EXERCISE TASKS —
1: Transcribe the part of the blog post between "2 Corinthians 4:15" and "of the glory of God.", inclusive.
2: In the blog post, what rare genetic disorder were Jayden and Brooklyn diagnosed with?

EXCERPT PROVIDED —
··········

My blog is about Gods grace and about finding treasures in the darkness. It's about growing in my faith when it's hard and the darkness wants to consume me. We found out that our grandbabies Jayden and Brooklyn were diagnosed with a rare genetic disorder called Sanfilippo Syndrome and will possibly only live a short life. It's about our hope in God, finding him faithful and being amazed by grace.

Wednesday, April 9, 2014

The table of grace!

Sometimes I find God calling me to the table of Grace.  There is something in me that is always looking for the grace place.  When I was a little girl, my family would eat dinner together every evening around the 5:00 hour.  This was in the 60's and I would imagine most families in my neighborhood were clamoring around their dinner table as well.   We would often say our memorized prayer all together as a family.  "God is great God is good let us thank him for this food.  Amen."  It became a common prayer, that quite honestly lost most of it's meaning I suppose.  But I learned at a young age that the table was the place of grace.  That table of grace would eventually take on new meaning.   Somehow grace became more than just a short prayer that we prayed before dinner.  The table of grace is where I long to dine at now.  This table may be messy and often kind of sticky, but a welcome place.   It occasionally becomes complicated and cluttered.  As my faith  grows my table of grace grows as well.  It's in the heart that I notice grace changing me.  I long to sit and linger there to savor every moment.   It looks different now than it did in the 60's.  But I love this table.  I know it is often hard to understand this grace place.   Sometimes we understand it through painful moments.  Moments that God allows in our lives for His purposes.  Our hearts break at times at this table,  It breaks for those things that make no sense from a simple understanding.  Thankfully God uses this place to teach us, to change us and allows us to grow, so that we can offer this grace to others.  He serves us a banquet of grace.   We can be assured that there will be more served where there's more grace required and it's always enough.  It's at this table we're all equal.   We can all come to the table with what and who we are.   All of our tables look different and are uniquely designed to serve us right where we are.  I leave full, but long for more grace filled appointments, more cups of grace.  I know there will be many more!  Praise God, for His grace table is sufficient.  More grace please!

2 Corinthians 12:9
But he said to me, “My grace is sufficient for you, for my power is made perfect in weakness.” Therefore I will boast all the more gladly about my weaknesses, so that Christ’s power may rest on me.

     2 Corinthians 4:15
All this is for your benefit, so that the grace that is reaching more and more people may cause thanksgiving to overflow to the glory of God.

through whom we have gained access by faith into this grace in which we now stand. And we boast in the hope of the glory of God.

··········

MATERIAL SUPPLIED —
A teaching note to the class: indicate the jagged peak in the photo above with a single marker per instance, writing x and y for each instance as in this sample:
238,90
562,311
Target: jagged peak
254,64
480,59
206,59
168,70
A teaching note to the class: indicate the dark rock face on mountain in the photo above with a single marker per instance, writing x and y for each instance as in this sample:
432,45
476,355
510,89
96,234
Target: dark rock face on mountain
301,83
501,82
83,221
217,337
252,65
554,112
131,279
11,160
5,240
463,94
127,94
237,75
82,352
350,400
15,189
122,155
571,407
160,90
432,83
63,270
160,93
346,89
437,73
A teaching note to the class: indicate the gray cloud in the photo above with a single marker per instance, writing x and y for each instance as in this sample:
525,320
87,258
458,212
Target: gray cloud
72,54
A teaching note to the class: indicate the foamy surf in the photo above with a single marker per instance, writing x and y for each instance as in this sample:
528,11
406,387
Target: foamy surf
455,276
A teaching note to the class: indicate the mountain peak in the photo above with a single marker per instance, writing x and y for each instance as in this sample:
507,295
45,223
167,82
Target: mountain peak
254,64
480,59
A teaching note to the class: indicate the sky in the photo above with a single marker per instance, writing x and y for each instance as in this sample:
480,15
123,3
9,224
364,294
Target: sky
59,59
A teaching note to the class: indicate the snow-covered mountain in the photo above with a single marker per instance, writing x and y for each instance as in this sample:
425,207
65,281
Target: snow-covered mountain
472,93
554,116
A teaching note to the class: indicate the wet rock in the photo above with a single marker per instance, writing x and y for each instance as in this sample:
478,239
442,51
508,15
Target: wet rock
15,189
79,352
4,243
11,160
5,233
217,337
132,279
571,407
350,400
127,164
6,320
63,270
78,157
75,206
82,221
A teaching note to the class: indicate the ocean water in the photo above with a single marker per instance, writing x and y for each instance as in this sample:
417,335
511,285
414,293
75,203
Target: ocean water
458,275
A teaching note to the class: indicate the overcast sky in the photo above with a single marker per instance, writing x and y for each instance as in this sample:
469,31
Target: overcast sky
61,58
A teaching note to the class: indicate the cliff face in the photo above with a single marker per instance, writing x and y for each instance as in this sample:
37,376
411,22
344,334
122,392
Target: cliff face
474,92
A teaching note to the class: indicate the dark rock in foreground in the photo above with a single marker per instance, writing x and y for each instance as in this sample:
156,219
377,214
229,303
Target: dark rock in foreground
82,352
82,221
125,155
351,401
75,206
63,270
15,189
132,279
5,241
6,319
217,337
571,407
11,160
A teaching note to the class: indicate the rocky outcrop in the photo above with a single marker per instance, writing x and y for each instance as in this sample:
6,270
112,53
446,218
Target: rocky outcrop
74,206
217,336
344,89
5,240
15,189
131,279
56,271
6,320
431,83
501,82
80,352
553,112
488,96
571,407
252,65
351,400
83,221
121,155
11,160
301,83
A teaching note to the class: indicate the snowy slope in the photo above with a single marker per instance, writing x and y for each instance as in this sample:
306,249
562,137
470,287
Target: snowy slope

··········

ANSWERS PER TASK —
1:
2 Corinthians 4:15
All this is for your benefit, so that the grace that is reaching more and more people may cause thanksgiving to overflow to the glory of God.

through whom we have gained access by faith into this grace in which we now stand. And we boast in the hope of the glory of God.

2: Sanfilippo Syndrome